The Royal Society geoengineering study [0] does appear to be largely 
based on modelling and simulations. I agree that we really need a 
practical engineering approach. And the sooner we start the better, so 
we can scale up gradually, rather than leave to a rush when things get 
really bad. The speed and efficacy of geoengineering with stratospheric 
aerosols leads to an extremely dangerous complacency. Let me quote from 
that paper that Ken has just sent us [1]:

"We find that the climate system responds quickly to artificially reduced 
insolation; hence, there may be little cost to delaying the deployment 
of geoengineering strategies until such a time as ‘‘dangerous’’ climate 
change is imminent."

That seems to be a recipe for disaster.

When it comes to the Arctic, the positive feedback is building up year 
by year, with this year having the hottest temperatures for at least 
2000 years [2]. The implications are terrifying, e.g. on sea level [3] 
and methane release [4]. The greater the feedback, the greater the 
quantity of stratospheric aerosols required to counter it, the greater 
the probability and scale of side effects, and the greater the chance of 
failure. It seems that the Arctic should be the place to start the 
experimental trials. The best time to start is next April (to avoid 
ozone depletion problems, most severe in winter). Any chance?

INFORMATION PROVIDED »
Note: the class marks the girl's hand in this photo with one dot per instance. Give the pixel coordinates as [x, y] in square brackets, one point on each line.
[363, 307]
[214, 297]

PROBLEM 1 »
Summarize the geoengineering post in two sentences.
PROBLEM 2 »
Answer these questions using the geoengineering post:
(a) According to the writer, what does the Royal Society geoengineering study appear to be largely based on?
(b) In which month does the writer suggest starting experimental trials?
(c) In which season are ozone depletion problems said to be most severe?
The material placed after the geoengineering post was taken from a different source.

WORKED ANSWER 1 »
The writer argues that geoengineering needs a practical engineering approach started soon and scaled up gradually, and calls the idea of delaying stratospheric aerosol deployment until dangerous climate change is imminent a recipe for disaster. Because Arctic feedback is building year by year, the writer proposes starting experimental trials in the Arctic next April to avoid ozone depletion problems.

WORKED ANSWER 2 »
(a) Modelling and simulations.
(b) April.
(c) Winter.